* JOB: Copy out word for word everything from the start of the listing down to the line containing "[8,51,79,159]", with both ends included. Leave the pictures out of your copy.

┄┄┄┄┄┄

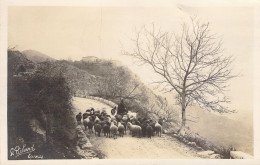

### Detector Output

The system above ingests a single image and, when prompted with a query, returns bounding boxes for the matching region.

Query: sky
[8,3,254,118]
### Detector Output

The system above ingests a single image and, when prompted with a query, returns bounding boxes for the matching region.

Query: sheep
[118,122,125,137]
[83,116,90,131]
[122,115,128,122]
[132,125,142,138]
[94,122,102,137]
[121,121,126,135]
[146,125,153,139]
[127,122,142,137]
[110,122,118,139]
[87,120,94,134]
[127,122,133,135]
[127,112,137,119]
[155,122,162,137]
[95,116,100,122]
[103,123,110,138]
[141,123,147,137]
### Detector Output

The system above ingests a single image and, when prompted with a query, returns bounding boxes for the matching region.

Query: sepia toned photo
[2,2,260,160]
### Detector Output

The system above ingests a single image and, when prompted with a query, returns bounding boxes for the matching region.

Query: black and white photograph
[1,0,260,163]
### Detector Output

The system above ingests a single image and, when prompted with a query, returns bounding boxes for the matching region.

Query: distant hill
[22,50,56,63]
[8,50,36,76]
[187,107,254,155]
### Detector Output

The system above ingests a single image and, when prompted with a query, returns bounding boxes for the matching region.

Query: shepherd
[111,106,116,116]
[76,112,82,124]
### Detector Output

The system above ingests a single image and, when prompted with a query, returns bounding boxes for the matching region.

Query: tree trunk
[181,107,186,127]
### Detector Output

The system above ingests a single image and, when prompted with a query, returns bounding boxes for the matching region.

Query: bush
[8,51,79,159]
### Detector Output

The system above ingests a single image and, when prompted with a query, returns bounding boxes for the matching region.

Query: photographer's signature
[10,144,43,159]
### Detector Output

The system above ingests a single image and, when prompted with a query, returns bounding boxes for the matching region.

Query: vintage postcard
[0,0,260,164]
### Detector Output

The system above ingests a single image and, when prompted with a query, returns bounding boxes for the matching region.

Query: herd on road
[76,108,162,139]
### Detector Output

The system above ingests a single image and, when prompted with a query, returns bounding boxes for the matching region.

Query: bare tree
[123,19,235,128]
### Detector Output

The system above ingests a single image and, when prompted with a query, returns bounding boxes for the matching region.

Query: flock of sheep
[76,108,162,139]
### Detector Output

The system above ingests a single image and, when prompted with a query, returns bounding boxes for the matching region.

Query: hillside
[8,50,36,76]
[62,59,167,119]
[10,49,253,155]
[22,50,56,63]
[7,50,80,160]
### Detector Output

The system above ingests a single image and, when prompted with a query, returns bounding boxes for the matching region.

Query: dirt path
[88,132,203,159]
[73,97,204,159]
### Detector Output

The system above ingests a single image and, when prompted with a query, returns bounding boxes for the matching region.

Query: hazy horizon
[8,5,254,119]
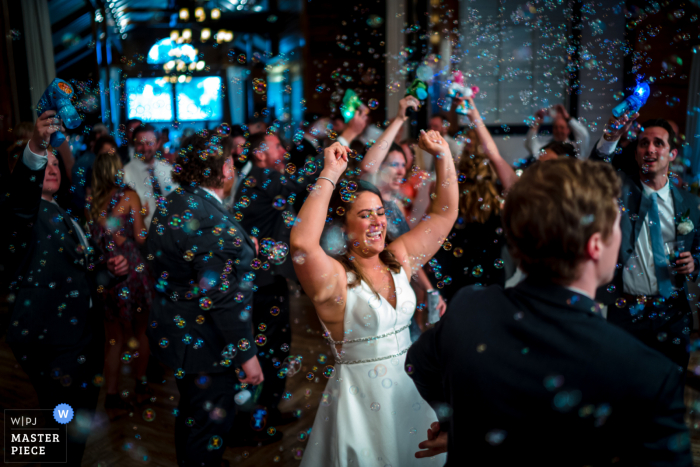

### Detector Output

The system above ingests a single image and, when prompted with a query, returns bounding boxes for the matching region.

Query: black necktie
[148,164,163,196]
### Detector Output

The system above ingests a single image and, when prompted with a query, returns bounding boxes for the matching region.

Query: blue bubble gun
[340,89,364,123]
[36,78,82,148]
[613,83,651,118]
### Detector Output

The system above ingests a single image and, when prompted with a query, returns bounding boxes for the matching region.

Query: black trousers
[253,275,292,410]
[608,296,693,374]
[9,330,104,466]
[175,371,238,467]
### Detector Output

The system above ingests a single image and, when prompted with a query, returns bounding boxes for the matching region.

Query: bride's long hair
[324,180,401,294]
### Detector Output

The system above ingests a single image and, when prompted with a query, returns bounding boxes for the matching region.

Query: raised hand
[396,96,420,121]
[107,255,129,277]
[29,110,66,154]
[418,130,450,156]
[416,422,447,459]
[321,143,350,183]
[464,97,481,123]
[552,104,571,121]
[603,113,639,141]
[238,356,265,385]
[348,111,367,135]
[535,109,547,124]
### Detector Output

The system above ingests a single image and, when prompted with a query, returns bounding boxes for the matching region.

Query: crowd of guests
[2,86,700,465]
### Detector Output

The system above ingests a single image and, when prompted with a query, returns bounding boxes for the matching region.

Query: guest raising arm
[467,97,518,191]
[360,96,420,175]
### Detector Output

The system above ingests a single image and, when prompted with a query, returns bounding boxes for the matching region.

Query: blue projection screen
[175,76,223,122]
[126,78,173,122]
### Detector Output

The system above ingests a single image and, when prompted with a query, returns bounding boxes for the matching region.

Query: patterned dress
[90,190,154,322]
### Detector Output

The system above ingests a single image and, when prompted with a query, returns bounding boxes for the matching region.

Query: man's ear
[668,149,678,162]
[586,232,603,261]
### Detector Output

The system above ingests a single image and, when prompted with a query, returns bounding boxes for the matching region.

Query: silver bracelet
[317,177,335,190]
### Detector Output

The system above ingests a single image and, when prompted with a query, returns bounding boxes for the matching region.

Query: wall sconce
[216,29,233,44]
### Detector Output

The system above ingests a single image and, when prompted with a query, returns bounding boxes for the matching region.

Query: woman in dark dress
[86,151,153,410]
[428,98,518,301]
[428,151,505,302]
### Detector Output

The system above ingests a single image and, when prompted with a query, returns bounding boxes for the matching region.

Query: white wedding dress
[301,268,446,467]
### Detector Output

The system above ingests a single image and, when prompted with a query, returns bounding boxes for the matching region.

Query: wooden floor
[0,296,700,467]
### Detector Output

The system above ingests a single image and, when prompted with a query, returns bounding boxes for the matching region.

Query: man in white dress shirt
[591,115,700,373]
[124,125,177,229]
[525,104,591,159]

┄┄┄┄┄┄

* ANSWER:
### Detector Output

The system above ingests a single image and, when prompted with a query, returns bounding boxes for the matching region.

Query: sky
[8,3,254,118]
### Detector Output

The system above ingests a single image and, when prompted with a query, returns bounding boxes for the matching region.

Query: sheep
[118,122,125,137]
[83,116,90,131]
[122,115,128,122]
[132,125,142,138]
[94,122,102,137]
[121,121,126,135]
[146,125,153,139]
[127,122,142,137]
[110,122,118,139]
[87,120,94,134]
[127,122,133,135]
[127,112,137,119]
[155,122,162,137]
[95,116,100,122]
[103,123,110,138]
[141,123,147,137]
### Detector Output

The system above ingests a single image and, when prompted with a query, returns bounding boxes for the matching region.

Query: sepia toned photo
[2,2,260,160]
### Detector Output

The system above ingests a single image and, when prompted with a query, returns bounding boxes for the matching region.

Query: black and white photograph
[1,0,260,163]
### Detector Output

The system above ingests a single image and, when prompted with a query, returns bounding boxes for the matching region.

Query: distant hill
[22,50,56,63]
[8,50,36,76]
[187,107,254,155]
### Detector Output

The system above ingests a single image and, when prompted with a query, returns bounding boxes for the matching region.

Query: shepherd
[111,106,116,116]
[76,112,82,124]
### Detector Output

The system above ingests a single image and, when prompted with a query, returns bounding boxes for the matching region.

Query: tree trunk
[181,107,186,127]
### Detector Output

The system above ingests a single image and, when prompted with a query, returns bounding boxes for the matching region.

Query: bush
[8,51,79,159]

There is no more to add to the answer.